## TASK PROMPT:
Write out the complete material exactly as it stands.

## RECORD SET:
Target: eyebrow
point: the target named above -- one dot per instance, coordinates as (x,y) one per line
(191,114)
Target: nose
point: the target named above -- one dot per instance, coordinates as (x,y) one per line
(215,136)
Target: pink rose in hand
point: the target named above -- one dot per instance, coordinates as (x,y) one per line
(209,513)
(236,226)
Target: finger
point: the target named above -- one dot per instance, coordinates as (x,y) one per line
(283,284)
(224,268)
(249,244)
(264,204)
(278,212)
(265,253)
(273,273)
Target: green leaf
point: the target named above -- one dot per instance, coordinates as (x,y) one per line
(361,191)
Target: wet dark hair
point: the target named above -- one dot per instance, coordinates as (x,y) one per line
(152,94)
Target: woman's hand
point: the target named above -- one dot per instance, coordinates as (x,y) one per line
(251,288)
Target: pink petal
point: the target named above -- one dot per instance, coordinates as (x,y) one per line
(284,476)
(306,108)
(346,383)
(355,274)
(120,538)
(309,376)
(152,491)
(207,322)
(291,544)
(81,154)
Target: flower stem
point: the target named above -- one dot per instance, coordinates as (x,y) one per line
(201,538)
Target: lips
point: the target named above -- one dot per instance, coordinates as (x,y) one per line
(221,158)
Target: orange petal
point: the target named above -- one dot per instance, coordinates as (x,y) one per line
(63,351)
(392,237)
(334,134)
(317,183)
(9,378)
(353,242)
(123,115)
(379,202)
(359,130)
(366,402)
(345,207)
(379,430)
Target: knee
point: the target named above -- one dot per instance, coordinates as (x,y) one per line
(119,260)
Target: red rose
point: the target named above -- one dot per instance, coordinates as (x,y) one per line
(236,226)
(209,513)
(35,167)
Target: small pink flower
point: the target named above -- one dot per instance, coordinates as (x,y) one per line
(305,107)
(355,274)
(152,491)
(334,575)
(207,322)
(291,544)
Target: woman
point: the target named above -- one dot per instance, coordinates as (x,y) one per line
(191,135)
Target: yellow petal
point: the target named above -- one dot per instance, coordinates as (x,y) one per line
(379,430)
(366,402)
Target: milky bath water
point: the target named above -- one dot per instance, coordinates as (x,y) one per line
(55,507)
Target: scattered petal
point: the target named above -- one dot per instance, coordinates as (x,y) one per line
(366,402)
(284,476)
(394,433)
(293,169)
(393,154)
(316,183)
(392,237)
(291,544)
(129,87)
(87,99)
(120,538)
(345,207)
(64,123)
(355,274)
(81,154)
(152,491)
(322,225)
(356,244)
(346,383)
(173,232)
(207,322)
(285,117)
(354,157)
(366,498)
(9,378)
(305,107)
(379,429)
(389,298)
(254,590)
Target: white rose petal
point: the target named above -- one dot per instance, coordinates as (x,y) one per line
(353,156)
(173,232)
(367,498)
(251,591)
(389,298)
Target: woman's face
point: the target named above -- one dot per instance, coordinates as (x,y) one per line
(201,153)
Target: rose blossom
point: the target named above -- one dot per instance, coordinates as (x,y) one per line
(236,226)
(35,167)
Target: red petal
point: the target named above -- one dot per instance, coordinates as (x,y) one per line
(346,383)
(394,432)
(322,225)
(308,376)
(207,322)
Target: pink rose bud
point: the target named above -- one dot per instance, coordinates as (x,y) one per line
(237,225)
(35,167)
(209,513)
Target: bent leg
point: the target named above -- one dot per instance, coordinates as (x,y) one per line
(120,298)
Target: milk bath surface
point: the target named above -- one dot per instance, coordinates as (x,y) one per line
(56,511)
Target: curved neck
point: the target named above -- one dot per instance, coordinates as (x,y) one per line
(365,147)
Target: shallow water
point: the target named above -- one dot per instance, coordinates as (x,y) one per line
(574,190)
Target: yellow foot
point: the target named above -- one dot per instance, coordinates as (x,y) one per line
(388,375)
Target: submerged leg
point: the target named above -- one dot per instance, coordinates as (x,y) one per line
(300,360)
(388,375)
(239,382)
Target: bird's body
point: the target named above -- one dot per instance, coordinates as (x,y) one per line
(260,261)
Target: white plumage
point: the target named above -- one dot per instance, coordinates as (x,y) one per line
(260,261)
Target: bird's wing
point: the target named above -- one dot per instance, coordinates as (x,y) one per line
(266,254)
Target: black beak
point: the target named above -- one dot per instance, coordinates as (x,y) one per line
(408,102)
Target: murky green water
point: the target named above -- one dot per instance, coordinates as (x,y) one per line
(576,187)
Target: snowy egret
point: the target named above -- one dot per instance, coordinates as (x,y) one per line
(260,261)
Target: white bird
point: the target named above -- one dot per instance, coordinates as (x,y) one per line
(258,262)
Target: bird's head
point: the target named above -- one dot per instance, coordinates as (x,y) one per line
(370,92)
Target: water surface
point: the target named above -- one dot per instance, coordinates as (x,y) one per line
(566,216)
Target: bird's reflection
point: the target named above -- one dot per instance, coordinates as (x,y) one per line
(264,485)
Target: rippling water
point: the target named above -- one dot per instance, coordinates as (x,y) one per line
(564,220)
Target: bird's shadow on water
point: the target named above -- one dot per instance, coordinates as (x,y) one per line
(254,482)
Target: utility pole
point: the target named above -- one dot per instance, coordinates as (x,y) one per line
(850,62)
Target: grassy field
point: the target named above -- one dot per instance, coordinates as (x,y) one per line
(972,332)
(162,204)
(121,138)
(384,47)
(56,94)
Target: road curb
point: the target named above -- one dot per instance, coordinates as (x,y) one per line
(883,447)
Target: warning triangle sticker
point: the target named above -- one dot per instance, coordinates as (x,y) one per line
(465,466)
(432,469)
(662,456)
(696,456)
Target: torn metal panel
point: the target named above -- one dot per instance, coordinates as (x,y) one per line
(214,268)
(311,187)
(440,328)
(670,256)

## THE SOLUTION:
Target: eyebrow
point: the target named above -- one dot per instance, coordinates as (x,y) one per line
(191,114)
Target: nose
point: the target named above -- one dot per instance, coordinates as (x,y) one per line
(215,136)
Target: pink rose in hand
point: the target named above -- one dot per instance, coordinates as (x,y) one per line
(209,513)
(236,226)
Target: finger
point: the target named above -- one dot per instance, coordinates as (x,y) one per line
(283,284)
(224,268)
(249,244)
(264,204)
(278,212)
(265,253)
(273,273)
Target: green leaf
point: the target named above -- one dot per instance, coordinates as (x,y) one per line
(361,191)
Target: wet dark hair
point: the target named above -- one dot per instance, coordinates as (x,y) one per line
(152,94)
Target: woman's hand
point: the target named above -- one dot per instance, coordinates as (x,y) one per line
(251,288)
Target: pink petal
point: the target named above -- one dot per instance, coordinates as (x,y) one per line
(284,476)
(306,108)
(346,383)
(355,274)
(120,538)
(309,376)
(152,491)
(207,322)
(291,544)
(81,154)
Target: flower stem
point: the target named above -- one dot per instance, coordinates as (x,y) one per line
(201,538)
Target: lips
point: the target named above -- one dot per instance, coordinates as (x,y) one per line
(221,158)
Target: orange petal
point: the target named above -- one dot per instance, coordinates as (x,y) one per line
(63,351)
(392,237)
(334,134)
(317,183)
(9,378)
(353,242)
(123,115)
(379,202)
(359,130)
(366,402)
(345,207)
(379,430)
Target: knee
point: the target named above -- one dot per instance, coordinates as (x,y) one per line
(119,260)
Target: red rose
point: the target named above -- one dot per instance, coordinates as (x,y) one per line
(236,226)
(209,513)
(35,167)
Target: small pink flower
point: the target named above -- one dot per instance, coordinates as (x,y) one per line
(305,107)
(355,274)
(152,491)
(334,575)
(207,322)
(291,544)
Target: woman
point: the target named above -- one dot per instance, coordinates as (x,y) one per line
(191,135)
Target: yellow petal
point: the target named above -- one dot per instance, coordinates as (x,y) one per line
(379,430)
(366,402)
Target: milky bath water
point: the target named above -- one dot per instance, coordinates as (x,y) one per line
(55,507)
Target: scattered petal
point: the target named above -- one dot per instance, coordinates as (x,y) one per line
(366,402)
(284,476)
(394,433)
(293,169)
(393,154)
(316,183)
(392,237)
(291,544)
(129,87)
(87,99)
(120,538)
(345,207)
(64,123)
(355,274)
(81,154)
(152,491)
(322,225)
(356,244)
(346,383)
(173,232)
(207,322)
(285,117)
(354,157)
(366,498)
(9,378)
(305,107)
(379,429)
(389,298)
(254,590)
Target: white rose petal
point: the target named above -- one dot per instance, coordinates as (x,y) one per line
(353,156)
(173,232)
(367,498)
(251,591)
(389,298)
Target: woman's face
point: the target named above -- one dot per instance, coordinates as (x,y) one per line
(201,153)
Target: rose blossom
point: the target named above -- one dot per instance, coordinates as (x,y) one per line
(236,226)
(35,167)
Target: red petal
point: the target named above -- one dot per instance, coordinates as (x,y) one per line
(346,383)
(394,432)
(322,225)
(308,376)
(207,322)
Target: pink rose bud
point: the target named above -- one dot per instance, coordinates as (x,y) one per line
(237,225)
(35,167)
(209,513)
Target: bent leg
point: the target named above -- one dot per instance, coordinates as (x,y) one per line
(120,298)
Target: milk bath surface
point: the target named above -- one dot per instance, coordinates as (x,y) one per line
(56,511)
Target: curved neck
point: the target named above -- one dot per instance, coordinates as (x,y) one per line
(365,147)
Target: shallow water
point: the target named above -- one dot per instance, coordinates as (x,y) one per line
(574,190)
Target: yellow foot
point: the target named above -- one dot per instance, coordinates as (x,y) one per line
(388,375)
Target: submerged leg
point: the target named above -- one dot per instance, coordinates as (x,y) one per line
(300,360)
(388,375)
(239,382)
Target: bird's body
point: the target named above -- one dot per instance, coordinates as (x,y) one per line
(260,261)
Target: white plumage
point: the target named above -- one dot per instance, coordinates as (x,y) one per line
(260,261)
Target: bird's wing
point: the target named above -- one dot per instance, coordinates as (x,y) one per line
(266,254)
Target: black beak
point: the target named above -- one dot per instance, coordinates as (x,y) one per line
(408,102)
Target: murky green water
point: the target named above -- one dot per instance, coordinates as (x,y) one per line
(576,187)
Target: snowy egret
point: the target named above -- one dot per instance, coordinates as (x,y) one per line
(260,261)
Target: white bird
point: the target named above -- one dot per instance, coordinates as (x,y) one per line
(258,262)
Target: bird's head
point: the target named above -- one dot per instance, coordinates as (x,y) one per line
(370,92)
Target: water surface
point: the target named above -- one dot per instance, coordinates as (x,y) one per line
(566,216)
Target: bird's reflection
point: the target named above -- one dot per instance, coordinates as (x,y) one per line
(264,485)
Target: rippling water
point: the target named above -- one dot per instance, coordinates as (x,y) one per line
(564,220)
Target: bird's shadow on water
point: the target named above -- one dot per instance, coordinates as (x,y) one per line
(254,482)
Target: utility pole
point: the target named above -- one dot per instance, coordinates as (x,y) one per line
(850,62)
Target: grassy field
point: the target named above -- one dot per instance, coordinates as (x,y) one per line
(972,332)
(162,204)
(121,138)
(384,47)
(56,94)
Target: road curb
point: the target named above -- one dot per instance, coordinates as (x,y) one per line
(883,447)
Target: warning triangle sticker
point: the target named above -- one dot per instance, coordinates as (x,y) one per line
(465,466)
(432,469)
(662,456)
(696,456)
Target: torn metal panel
point: the target named above -- one dot per instance, coordinates as (x,y) one per line
(214,268)
(311,187)
(440,328)
(670,256)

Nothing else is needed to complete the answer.